Licensing contributed an additional $2.6 million in EBITDA over the second
quarter 1999 as a result of the Trademark Purchase.

         AMORTIZATION OF REORGANIZATION ASSET

         As a result of the reorganization of Leslie Fay, the portion of the
Company's reorganization value not attributable to specific identifiable assets
has been reported as "reorganization value in excess of identifiable assets".
(Refer to the Company's Annual Report on Form 10-K for further discussion of the
reorganization). This asset is being amortized over a 20-year period beginning
June 4, 1997. Accordingly, the Company incurred amortization charges for both
the second quarter 2000 and 1999 totaling approximately $800,000 in each
quarter.


                                       11
<PAGE>


         DEPRECIATION AND AMORTIZATION

         Depreciation and amortization totaled $2.8 million in the second
quarter 2000 and $2.0 million in the second quarter 1999, and consist of the
amortization charges associated with the trademarks, as well as fixed asset
depreciation. As a result of the Trademark Purchase, the Company incurred an
additional $475,000 in trademark amortization in the second quarter 2000. The
trademarks are being amortized over 35 years. The remaining increase relates to
depreciation and amortization associated with capital expenditures, along with
approximately $150,000 of goodwill amortization and fixed asset depreciation as
a result of the FSA Acquisition.

         INTEREST AND FINANCING COSTS

         Interest and financing costs increased to $5.9 million in the second
quarter 2000 from $4.1 million in the second quarter 1999. Interest is
attributable to the expense on the Senior Notes and the amortization of the
related bondholder consent fee paid on July 9, 1999, along with interest on the
financing agreement and the amortization of the associated bank fees. Beginning
January 1, 2000, interest on the Senior Notes increased to 13.00% per annum from
12.75%. Interest is payable semi-annually on March 31 and September 30. Interest
relating to the Senior Notes for the second quarter 2000 totaled $3.6 million
and $3.5 million for the second quarter 1999. There are no principal payments
due until maturity. To the extent that the Company elects to undertake a
secondary stock offering or elects to prepay certain amounts, a premium will be
required to be paid. Amortization of the bondholder consent fee, which is being
amortized over the remaining life of the Senior Notes beginning July 9, 1999,
totaled approximately $115,000 in the second quarter 2000 versus no such expense
in the second quarter 1999.

· · · · ·

:: Exercise prompt ::
Answer these questions from the financial report excerpt above.
1. Over what period is the reorganization asset being amortized, and from what date?
2. Over how many years are the trademarks being amortized?
3. What annual interest rate applied to the Senior Notes beginning January 1, 2000?

· · · · ·

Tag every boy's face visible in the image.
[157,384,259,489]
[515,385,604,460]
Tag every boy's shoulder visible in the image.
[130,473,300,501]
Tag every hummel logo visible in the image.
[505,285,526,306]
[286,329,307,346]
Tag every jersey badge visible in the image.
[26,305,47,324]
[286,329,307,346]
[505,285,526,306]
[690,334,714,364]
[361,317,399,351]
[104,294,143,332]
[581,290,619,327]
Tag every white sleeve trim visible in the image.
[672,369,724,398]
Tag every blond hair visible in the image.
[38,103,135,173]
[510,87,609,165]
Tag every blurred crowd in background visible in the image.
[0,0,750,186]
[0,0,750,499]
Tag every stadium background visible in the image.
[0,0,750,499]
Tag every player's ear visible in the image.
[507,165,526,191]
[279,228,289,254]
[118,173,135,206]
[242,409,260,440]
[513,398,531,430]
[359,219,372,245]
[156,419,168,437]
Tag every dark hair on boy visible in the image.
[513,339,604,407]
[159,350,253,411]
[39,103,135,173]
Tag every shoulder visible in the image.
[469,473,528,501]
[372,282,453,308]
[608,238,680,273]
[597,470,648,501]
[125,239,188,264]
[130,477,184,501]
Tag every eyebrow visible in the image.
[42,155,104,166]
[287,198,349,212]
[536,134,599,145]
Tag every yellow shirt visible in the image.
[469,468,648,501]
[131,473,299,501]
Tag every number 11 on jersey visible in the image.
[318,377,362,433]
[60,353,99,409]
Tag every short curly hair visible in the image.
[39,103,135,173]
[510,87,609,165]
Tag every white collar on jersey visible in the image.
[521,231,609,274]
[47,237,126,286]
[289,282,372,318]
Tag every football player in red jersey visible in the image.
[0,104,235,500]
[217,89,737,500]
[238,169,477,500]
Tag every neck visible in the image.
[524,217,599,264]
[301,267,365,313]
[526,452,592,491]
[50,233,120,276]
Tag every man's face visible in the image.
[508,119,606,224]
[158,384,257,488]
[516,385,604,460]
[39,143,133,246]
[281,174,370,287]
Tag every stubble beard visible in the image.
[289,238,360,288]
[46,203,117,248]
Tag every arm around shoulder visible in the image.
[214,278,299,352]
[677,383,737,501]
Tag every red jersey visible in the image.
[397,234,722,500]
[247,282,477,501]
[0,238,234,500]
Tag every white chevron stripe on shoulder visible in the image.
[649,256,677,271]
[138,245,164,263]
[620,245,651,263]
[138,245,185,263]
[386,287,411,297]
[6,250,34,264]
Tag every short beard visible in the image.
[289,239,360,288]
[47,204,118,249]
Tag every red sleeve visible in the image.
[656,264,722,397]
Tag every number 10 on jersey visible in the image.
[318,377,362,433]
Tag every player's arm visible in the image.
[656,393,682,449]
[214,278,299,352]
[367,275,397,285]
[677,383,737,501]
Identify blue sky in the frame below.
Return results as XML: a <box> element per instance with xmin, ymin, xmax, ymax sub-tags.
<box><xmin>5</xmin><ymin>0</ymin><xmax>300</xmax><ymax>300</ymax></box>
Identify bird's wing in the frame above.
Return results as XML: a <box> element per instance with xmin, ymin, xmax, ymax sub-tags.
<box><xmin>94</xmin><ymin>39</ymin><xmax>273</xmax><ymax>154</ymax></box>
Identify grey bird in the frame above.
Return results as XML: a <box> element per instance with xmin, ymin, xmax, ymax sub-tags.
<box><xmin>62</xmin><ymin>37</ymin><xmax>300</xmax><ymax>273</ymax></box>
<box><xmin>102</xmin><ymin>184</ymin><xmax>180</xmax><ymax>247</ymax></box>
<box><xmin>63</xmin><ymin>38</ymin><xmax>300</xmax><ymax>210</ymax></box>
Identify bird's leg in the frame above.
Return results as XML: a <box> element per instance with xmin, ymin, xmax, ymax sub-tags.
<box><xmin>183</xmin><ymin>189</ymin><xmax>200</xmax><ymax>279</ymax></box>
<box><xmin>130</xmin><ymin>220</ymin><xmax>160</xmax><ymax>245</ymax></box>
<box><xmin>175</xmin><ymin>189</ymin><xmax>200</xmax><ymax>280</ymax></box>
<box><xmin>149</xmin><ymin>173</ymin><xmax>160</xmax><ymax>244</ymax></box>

· · · · ·

:: Correct result ::
1. Over a 20-year period beginning June 4, 1997.
2. 35 years.
3. 13.00% per annum.